### Your goal
Return the entries below word for word; no images should appear in the copy.

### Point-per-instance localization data
---

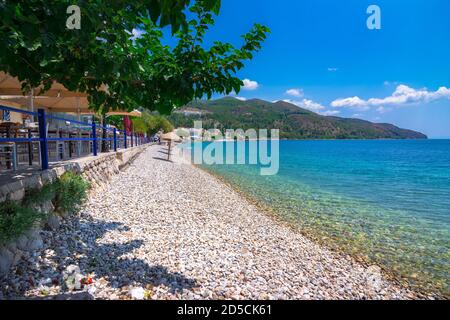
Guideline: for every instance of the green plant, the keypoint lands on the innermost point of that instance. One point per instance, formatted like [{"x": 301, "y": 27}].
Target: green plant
[
  {"x": 15, "y": 220},
  {"x": 70, "y": 191},
  {"x": 139, "y": 70}
]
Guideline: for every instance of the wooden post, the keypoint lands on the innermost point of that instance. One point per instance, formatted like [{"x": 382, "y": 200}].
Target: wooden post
[{"x": 43, "y": 136}]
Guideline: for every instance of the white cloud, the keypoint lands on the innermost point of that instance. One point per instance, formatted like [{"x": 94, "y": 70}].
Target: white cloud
[
  {"x": 306, "y": 104},
  {"x": 383, "y": 109},
  {"x": 352, "y": 102},
  {"x": 330, "y": 112},
  {"x": 403, "y": 95},
  {"x": 250, "y": 85},
  {"x": 295, "y": 92}
]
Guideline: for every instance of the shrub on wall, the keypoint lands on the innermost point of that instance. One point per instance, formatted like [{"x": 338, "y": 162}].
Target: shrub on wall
[
  {"x": 66, "y": 193},
  {"x": 70, "y": 191}
]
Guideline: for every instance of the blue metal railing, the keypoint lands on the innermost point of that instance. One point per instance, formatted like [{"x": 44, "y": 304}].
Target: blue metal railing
[{"x": 118, "y": 136}]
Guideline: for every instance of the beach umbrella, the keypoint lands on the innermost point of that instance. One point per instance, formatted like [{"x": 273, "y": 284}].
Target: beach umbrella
[{"x": 170, "y": 137}]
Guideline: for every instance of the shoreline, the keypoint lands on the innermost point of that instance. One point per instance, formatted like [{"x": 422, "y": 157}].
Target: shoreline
[{"x": 279, "y": 219}]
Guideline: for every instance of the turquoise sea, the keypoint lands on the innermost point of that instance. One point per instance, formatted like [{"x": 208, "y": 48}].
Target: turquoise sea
[{"x": 387, "y": 201}]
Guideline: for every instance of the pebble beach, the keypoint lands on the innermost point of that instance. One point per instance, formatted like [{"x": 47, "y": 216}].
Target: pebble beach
[{"x": 169, "y": 230}]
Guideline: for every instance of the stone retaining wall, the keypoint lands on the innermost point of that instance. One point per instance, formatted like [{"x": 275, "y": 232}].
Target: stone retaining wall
[{"x": 97, "y": 170}]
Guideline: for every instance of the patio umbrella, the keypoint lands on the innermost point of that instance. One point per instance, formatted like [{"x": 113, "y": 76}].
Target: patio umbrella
[{"x": 170, "y": 137}]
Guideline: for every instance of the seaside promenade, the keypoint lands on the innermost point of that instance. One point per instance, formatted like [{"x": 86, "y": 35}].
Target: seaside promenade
[{"x": 168, "y": 230}]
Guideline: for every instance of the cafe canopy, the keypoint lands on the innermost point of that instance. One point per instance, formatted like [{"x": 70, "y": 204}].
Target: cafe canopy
[{"x": 56, "y": 99}]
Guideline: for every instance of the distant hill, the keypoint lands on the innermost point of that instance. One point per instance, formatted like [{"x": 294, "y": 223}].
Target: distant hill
[{"x": 292, "y": 121}]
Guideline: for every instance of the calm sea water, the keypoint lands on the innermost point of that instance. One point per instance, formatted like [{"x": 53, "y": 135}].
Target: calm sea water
[{"x": 385, "y": 200}]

---

### Answer to this exercise
Guideline: for every instance of the green plant, the keypoint lands on the innermost point of that instance. One point per instance, formatted like [{"x": 301, "y": 27}].
Target: green plant
[
  {"x": 15, "y": 220},
  {"x": 70, "y": 191},
  {"x": 139, "y": 70}
]
Guideline: for every instance of the wooden post, the keypoint lands on the innermost point of that instance. One point per instance, formatted like [{"x": 382, "y": 200}].
Target: wooden post
[{"x": 43, "y": 136}]
Guideline: for every instance of the white cloud, the keypoint lands on the innermost point of that instance. One point per instance, formatted like [{"x": 94, "y": 70}].
Target: white cloud
[
  {"x": 306, "y": 104},
  {"x": 383, "y": 109},
  {"x": 352, "y": 102},
  {"x": 330, "y": 112},
  {"x": 403, "y": 95},
  {"x": 250, "y": 85},
  {"x": 295, "y": 92}
]
Guideline: for every instance of the shrub on wall, the keypoint lands on the innermost point of that instance. One point per instance, formatted like [{"x": 338, "y": 162}].
Target: shrub on wall
[
  {"x": 66, "y": 193},
  {"x": 70, "y": 191}
]
Guideline: for every instance of the blue metal railing, the keypoint lands on the innermost point of that instance. One point per instance, formatted like [{"x": 44, "y": 304}].
Target: blue metal railing
[{"x": 118, "y": 136}]
Guideline: for every instance of the beach umbrella, the keypoint lands on the innermost point of that instance. One point per instance, formatted like [{"x": 273, "y": 284}].
Target: beach umbrella
[{"x": 170, "y": 137}]
Guideline: for every instance of the shoreline, the keypoint lands on the innermost point of that instance. One point per instance, formatted like [{"x": 422, "y": 157}].
Target: shoreline
[{"x": 279, "y": 219}]
Guideline: for every instance of the turquoise sea, the keypoint lands on the innermost point of that instance. One point per instance, formatted like [{"x": 208, "y": 48}].
Target: turquoise sea
[{"x": 387, "y": 201}]
Guideline: for every instance of the pebble beach, the keypoint lands on the innermost point of that instance. One point per instance, formatted like [{"x": 47, "y": 216}].
Target: pebble beach
[{"x": 169, "y": 230}]
Guideline: for every instance of the stone retaining wall, the keypoint lands on the innermost point of that instance. One point per instance, formatted like [{"x": 275, "y": 232}].
Target: stone retaining wall
[{"x": 97, "y": 170}]
Guideline: for every instance of the patio umbrella, the keypoint lands on the innermost point of that instance. One point per instance, formatted like [{"x": 113, "y": 76}].
Target: patio umbrella
[{"x": 170, "y": 137}]
Guideline: for every instance of the seaside promenade, the keypoint lands on the innermost point of that instance. One point per instance, formatted like [{"x": 86, "y": 35}].
Target: seaside promenade
[{"x": 168, "y": 230}]
Guideline: for every instance of the cafe canopy, the keypoint lands on the innermost point of that instance. One point per instance, formatted like [{"x": 70, "y": 204}].
Target: cafe canopy
[{"x": 56, "y": 99}]
Guideline: for every instance of the distant hill, the keypoint lands on the innermost point of that instance. One point per instance, formatted like [{"x": 294, "y": 223}].
Target: distant hill
[{"x": 292, "y": 121}]
Guideline: for every instance of the calm sea water, the keypoint lands on the innermost point of that instance. One point per instance, formatted like [{"x": 53, "y": 135}].
Target: calm sea water
[{"x": 385, "y": 200}]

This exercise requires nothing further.